They shared all the bounty with them.
Well, then we have no disagreement.
It was free-range turkey.
Your 99.7% rating is still intact then.
Look, I enjoy the scrutiny.
I'm always interested to know how people hear what I say because I'm a professional communicator.
And if I fail to communicate what I mean, then I need to know that.
So you've served a very valuable purpose here because I did not mean to imply that we steamrollered over these people.
Well, and I know that much of what you say is also designed to provoke thought and to make people to be absurd sometimes and make people go to the limits of absurdity and look at their own beliefs.
That's exactly right.
We do illustrate absurdity by being absurd here.
Those who forget that quickly can lose their minds.
Well, God bless you and your family, Rush.
Thank you, David.
Same to you.
Where are you going to be for Thanksgiving?
At home or you're traveling.
He hung up out there.
Well, we did not steamroll the Indians.
Not at Thanksgiving.
That came later.
We didn't steamroll them at Thanksgiving.
Who's next on this?
Where are we going next?
It's Spokane, Washington.
This is Joe.
Thank you for calling, sir.
You're next.
Yeah, God bless you and your family, Rush, on these holidays coming up.
But I want to take this view in a direction.
I have a question for you.
I would like to know how we have a very serious issue in the world right now called North Korea.
I would like to know how you would handle that situation that has not been handled.
And then I'll give it if you want to hear my opinion of it.
Let me hear yours because I've got a minute and 15 seconds left.
My opinion is we should have had the IBMs, or not the IBMs, we should have had the cruise missiles already locked in, did something similar to Libya, where we go over and kill the families and the rulers of that country.
And I'm going to respond to it by this way.
I have a career, I worked in the prison system.
When you keep warning somebody and telling them, oh, you've got to quit doing this, eventually it's going to escalate into violence where people get hurt, and we can't just keep scolding them and warning them.
We have to take decise action there.
And that would be because of my experience in counterterrorism in Southeast Asia and having fought with the Rock Marines.
I say we take very decise.
We kill these people, not the people themselves, the ruling class and the leaders.
And that's what my response would be.
Well, in the old days, that's what we would have done.
But the old days go back a long time.
Look, the North Koreans hijacked a ship of ours from Lloyd Bucher and the boys.
But the problem now is one of diplomacy, and that is the Norcs are a client of the Chikoms.
And we are owned in part, a large part, by the Chikoms.
We have to take into account the Chikom's retaliation that we might do.
I got an email here I want to read with you from the public email account, LRushboardEIBNet.com.
It's from Rich.
Your show, sir, has become a joke, especially today.
You become a caricature of yourself.
There's nothing left.
Tough crowd today.
Tough crowd today.
And I, well, let's forge ahead here.
Nevertheless, apparently, the audience is fleeing the program in droves today.
So, before all of you are gone, for one reason or another, let's talk about golf and then football.
And maybe if we have time, we'll get to the real story of Thanksgiving, which you probably all know anyway because everybody's stolen it from me over the last 20 years.
But still, there's nothing better than the original.

Provided data -
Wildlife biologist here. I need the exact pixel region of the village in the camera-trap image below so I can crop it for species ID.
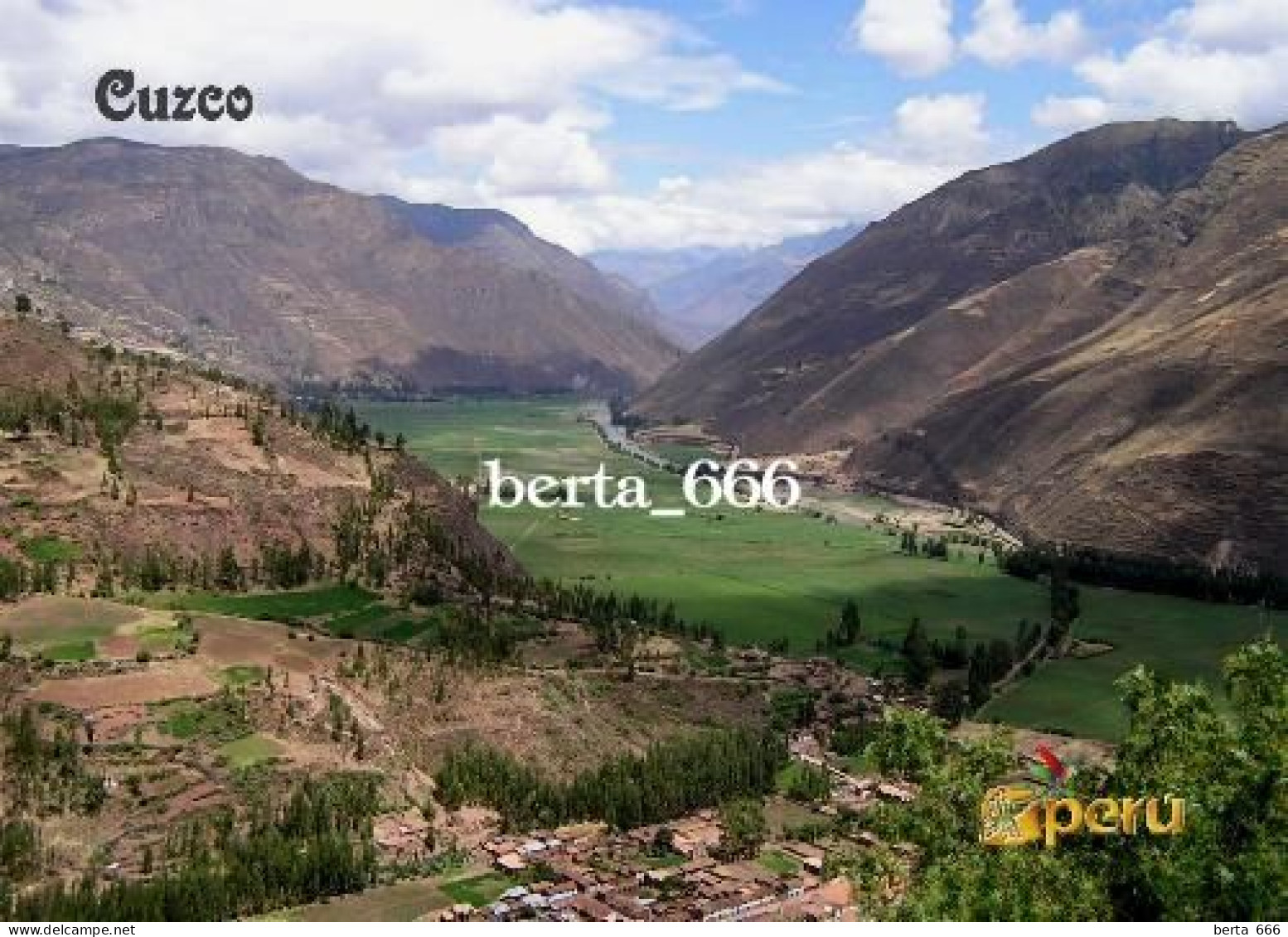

Your task - Extend the radio call-in transcript past its final line, writing the next few lines in the same conversational, spoken style.

Result of the exercise -
So here it is: Time for the traditional true story of Thanksgiving, written by me in my second bestseller, two and a half million copies in Hardback.
See, I told you so.
Chapter 6: Dead White Guys, or What the History Books Never Told You: The True Story of Thanksgiving.
The story of the pilgrims begins in the early part of the 17th century.
The Church of England under King James I was persecuting anyone and everyone who did not recognize its absolute civil and spiritual authority.
Those who challenged ecclesiastical authority and those who believed strongly in freedom of worship were hunted down, imprisoned, and sometimes executed for their beliefs.
A group of separatists first fled to Holland and established a community.
After 11 years, about 40 of them agreed to make a perilous journey to the New World, where they would certainly face hardships but could live and worship God according to the dictates of their own consciences.
On August 1st, 1620, the Mayflower set sail.
It carried a total of 102 passengers, including 40 pilgrims led by William Bradford.
On the journey, Bradford set up an agreement, a contract, to establish just and equal laws for all members of the new community, irrespective of their religious beliefs.
Where did the revolutionary ideas expressed in the Mayflower Compact come from?
They came from the Bible.
The Pilgrims were a people completely steeped in the lessons of the Old and New Testaments.
They looked to the ancient Israelites for their example.
And because of the biblical precedents set forth in Scripture, they never doubted that their experiment would work.
But it was no pleasure cruise.
The journey to the New World was a long and arduous one.
And when the pilgrims landed in New England in November, they found, according to Bradford's detailed journal, a cold, barren, desolate wilderness.
There were no friends to greet them, he wrote.
There were no houses to shelter them.
There were no inns where they could refresh themselves.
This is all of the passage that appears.